* _Passage to read_:
::::
Asphalt used on road surfaces are byproducts from fossil fuel. With the ultimate goal of eliminating the use of fossil fuel to combat climate change, are there any good alternatives for road surfaces? I don’t think I’ve ever heard of a viable replacement of asphalt in the works, or even a plan to replace it in any environmental discussions before. At least, not enough for me to notice.
Extented question would be: what are some products derived from fossil fuel that are used in everyday life, but still lack viable alternatives you don’t see enough discussions about?
Also another factor is heavy vehicles. I don’t have the article or video, but I remember hearing that a majority of road damage comes from heavy vehicles. I believe the video was also comparing roads to Rome roads where it wasn’t that they were built better (although volcanic ash did help) it’s that horses and people are way less heavy than the 3,000+lb vehicles we have going almost 24/7.
Less road damage would mean less containments/pollution and less need for repair. So the future might be seeing more public transit and more rail transit for materials/products which would mean wherever we need to add more road or re do sections we would replace it with the greener option or potential normal asphalt since it wouldn’t need to be touched for another 20,30,40+ years.
Specifically, wear and tear on the road surface scales with the fourth power of vehicle weight.
As a worked example, this means that if we compare a 3-ton cargo van and a 1½-ton sedan, the cargo van weighs twice as much as the sedan, but it does sixteen times as much damage to the road.
::::
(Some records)
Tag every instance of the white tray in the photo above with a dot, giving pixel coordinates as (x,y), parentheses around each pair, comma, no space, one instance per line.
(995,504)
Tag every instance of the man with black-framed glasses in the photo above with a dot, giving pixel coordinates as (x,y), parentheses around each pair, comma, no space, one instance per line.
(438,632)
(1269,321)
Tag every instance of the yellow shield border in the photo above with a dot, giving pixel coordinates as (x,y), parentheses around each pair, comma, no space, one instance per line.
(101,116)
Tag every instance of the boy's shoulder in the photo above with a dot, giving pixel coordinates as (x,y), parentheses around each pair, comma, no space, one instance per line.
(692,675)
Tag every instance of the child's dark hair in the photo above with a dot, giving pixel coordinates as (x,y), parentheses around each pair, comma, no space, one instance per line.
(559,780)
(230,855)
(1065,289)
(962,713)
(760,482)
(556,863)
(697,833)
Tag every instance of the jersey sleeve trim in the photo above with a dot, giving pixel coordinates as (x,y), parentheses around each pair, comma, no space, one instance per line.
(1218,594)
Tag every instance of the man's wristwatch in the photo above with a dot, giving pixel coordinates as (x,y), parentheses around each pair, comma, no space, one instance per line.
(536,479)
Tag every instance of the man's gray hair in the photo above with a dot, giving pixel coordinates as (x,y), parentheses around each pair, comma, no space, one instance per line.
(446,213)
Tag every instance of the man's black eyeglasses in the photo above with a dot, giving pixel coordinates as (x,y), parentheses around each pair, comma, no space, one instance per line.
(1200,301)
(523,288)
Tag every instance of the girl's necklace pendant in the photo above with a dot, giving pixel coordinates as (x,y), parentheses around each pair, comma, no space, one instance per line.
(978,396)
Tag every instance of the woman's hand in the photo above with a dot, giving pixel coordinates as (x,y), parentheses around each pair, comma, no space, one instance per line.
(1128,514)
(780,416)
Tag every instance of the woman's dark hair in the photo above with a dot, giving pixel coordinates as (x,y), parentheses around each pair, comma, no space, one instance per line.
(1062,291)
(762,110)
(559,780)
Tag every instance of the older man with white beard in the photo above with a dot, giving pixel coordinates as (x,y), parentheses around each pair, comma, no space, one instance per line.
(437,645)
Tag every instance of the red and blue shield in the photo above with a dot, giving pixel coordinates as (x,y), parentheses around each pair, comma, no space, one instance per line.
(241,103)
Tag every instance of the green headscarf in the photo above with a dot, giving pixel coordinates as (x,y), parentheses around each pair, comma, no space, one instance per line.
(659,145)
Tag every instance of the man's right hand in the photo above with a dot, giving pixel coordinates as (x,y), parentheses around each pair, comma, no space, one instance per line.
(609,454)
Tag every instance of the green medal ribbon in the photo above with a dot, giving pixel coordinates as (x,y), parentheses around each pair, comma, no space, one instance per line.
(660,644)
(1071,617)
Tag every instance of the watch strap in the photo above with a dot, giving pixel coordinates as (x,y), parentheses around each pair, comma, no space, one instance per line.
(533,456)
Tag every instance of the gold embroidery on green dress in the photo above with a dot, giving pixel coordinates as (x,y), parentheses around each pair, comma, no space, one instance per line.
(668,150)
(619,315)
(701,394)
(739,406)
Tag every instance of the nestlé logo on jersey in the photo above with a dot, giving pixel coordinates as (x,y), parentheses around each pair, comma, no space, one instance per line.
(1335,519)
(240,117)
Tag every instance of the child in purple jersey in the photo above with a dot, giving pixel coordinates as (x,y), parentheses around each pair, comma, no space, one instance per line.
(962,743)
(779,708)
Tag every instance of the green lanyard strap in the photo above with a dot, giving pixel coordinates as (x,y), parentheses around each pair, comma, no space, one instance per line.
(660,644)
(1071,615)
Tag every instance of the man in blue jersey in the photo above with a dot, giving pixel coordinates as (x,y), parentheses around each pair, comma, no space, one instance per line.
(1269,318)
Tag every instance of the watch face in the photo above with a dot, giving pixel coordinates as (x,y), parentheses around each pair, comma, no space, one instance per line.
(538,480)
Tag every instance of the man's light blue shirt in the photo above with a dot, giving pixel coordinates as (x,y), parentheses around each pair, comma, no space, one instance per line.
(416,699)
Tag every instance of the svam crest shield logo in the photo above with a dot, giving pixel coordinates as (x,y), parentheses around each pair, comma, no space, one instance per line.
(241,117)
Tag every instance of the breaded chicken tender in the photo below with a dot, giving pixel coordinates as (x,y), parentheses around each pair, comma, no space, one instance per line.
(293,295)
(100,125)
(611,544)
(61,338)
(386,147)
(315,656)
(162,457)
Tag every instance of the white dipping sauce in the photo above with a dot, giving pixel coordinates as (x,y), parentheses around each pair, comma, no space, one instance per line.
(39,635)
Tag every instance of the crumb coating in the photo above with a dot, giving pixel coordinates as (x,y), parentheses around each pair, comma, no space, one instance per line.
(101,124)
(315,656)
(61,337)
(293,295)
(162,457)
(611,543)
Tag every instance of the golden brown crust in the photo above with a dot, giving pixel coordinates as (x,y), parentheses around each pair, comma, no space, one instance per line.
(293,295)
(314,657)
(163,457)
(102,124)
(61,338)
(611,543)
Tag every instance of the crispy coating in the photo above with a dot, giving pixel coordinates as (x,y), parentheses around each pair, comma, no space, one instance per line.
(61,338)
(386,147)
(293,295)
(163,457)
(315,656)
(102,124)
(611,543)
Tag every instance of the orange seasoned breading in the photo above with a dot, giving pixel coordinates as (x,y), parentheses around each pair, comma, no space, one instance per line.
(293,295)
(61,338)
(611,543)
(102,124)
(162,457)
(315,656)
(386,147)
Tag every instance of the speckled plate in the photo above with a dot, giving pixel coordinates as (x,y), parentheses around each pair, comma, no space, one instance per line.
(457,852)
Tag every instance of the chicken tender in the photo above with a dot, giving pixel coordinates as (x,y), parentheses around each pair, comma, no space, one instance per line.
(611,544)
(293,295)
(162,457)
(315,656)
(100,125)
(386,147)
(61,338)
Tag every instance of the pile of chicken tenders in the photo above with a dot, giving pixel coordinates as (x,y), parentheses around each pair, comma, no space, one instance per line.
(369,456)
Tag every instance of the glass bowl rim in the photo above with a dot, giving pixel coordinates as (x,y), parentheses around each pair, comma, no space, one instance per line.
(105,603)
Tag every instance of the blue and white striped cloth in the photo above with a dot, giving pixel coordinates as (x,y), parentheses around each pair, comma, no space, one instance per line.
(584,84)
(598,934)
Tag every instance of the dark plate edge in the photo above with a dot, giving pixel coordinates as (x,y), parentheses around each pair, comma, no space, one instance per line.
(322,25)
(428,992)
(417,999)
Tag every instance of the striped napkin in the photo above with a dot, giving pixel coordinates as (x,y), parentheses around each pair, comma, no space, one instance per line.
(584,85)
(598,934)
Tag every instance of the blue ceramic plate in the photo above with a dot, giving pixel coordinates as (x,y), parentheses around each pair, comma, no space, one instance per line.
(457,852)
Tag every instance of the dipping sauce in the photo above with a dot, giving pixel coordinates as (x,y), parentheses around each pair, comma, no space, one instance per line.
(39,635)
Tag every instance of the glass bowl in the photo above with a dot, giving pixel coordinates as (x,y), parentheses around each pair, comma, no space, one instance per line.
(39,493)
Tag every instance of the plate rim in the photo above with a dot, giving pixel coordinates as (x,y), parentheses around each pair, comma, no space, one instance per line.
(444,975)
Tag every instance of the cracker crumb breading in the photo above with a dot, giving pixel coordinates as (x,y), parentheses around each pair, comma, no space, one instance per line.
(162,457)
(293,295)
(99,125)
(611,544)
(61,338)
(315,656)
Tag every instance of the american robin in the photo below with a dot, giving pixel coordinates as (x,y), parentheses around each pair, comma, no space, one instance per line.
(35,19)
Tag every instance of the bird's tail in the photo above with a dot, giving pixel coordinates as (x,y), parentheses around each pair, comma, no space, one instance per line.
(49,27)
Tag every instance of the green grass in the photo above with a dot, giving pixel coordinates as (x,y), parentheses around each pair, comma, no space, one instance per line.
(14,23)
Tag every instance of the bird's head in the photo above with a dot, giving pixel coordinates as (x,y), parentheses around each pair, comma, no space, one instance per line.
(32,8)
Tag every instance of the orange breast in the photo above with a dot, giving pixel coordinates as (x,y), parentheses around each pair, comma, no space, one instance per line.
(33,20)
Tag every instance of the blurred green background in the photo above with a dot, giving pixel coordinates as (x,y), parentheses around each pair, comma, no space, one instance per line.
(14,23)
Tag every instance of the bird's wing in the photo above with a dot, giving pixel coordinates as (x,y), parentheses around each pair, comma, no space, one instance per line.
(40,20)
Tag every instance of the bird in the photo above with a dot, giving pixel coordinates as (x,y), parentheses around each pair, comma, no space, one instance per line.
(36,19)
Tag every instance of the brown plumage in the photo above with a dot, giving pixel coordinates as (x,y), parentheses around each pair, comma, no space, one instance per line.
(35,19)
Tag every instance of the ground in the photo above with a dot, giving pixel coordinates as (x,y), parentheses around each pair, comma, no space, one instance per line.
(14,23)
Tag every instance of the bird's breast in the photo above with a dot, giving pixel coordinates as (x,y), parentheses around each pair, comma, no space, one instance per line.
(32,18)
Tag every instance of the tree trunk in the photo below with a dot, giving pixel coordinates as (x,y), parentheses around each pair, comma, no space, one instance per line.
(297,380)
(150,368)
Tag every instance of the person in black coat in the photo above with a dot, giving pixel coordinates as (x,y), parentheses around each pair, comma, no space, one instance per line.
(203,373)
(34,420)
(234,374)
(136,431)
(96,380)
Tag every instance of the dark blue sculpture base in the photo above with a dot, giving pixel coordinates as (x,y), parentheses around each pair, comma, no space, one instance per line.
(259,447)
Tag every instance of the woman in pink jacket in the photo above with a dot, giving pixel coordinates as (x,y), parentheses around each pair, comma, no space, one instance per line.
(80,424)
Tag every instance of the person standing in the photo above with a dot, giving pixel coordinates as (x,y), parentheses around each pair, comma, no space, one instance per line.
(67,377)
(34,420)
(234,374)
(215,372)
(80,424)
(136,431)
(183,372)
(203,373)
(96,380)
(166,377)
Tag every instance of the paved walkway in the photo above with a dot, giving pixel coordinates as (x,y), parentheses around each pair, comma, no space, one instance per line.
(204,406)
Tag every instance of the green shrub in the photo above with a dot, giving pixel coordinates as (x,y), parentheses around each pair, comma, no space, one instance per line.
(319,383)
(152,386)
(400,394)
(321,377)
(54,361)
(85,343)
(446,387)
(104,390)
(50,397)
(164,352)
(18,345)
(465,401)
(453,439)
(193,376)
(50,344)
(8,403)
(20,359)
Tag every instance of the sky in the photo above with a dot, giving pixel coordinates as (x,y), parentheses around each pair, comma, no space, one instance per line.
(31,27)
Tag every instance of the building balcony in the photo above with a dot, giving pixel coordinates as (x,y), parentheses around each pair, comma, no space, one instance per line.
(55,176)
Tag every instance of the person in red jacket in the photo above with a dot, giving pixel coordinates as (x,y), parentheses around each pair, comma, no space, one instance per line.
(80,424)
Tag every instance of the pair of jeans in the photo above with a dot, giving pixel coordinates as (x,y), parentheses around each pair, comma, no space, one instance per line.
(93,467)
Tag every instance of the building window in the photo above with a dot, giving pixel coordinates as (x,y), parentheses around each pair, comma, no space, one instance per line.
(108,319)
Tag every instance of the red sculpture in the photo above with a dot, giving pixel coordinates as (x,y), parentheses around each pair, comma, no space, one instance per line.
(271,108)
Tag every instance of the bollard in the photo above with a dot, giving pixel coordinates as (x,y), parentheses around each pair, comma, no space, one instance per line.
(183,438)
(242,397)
::::
* _Exercise objective_: Pick up the forum thread on asphalt alternatives and road wear after its last sentence and continue it.

* _Answer to the task_:
https://en.wikipedia.org/wiki/Fourth_power_law
Axle load, actually. In theory a 1.5-ton car with two axles and a 3-ton truck with four equally loaded axles would cause the same amount of damage. A 1-ton unicycle would cause more damage than the truck.
Note, though, that this is a rule of thumb. A 50-ton tank is still a 50-ton tank even if you manage to make it have fifty tiny axles. But for fairly average motor vehicles under fairly average conditions it’s close enough to be useful for planning.
As with all equations in civil engineering, it’s not really derived from physics so much as it’s the curve that best fits the data.
It’s kind of interesting in that way, because it’s an implicit declaration that when shit gets really heavy (pun intended), we trust empirical observations more than we trust our own theories of how things work.
I think it’s a great example of coming back to the roots of science in measurement, as a practical humility we must take seriously because everything civil engineers do is high stakes.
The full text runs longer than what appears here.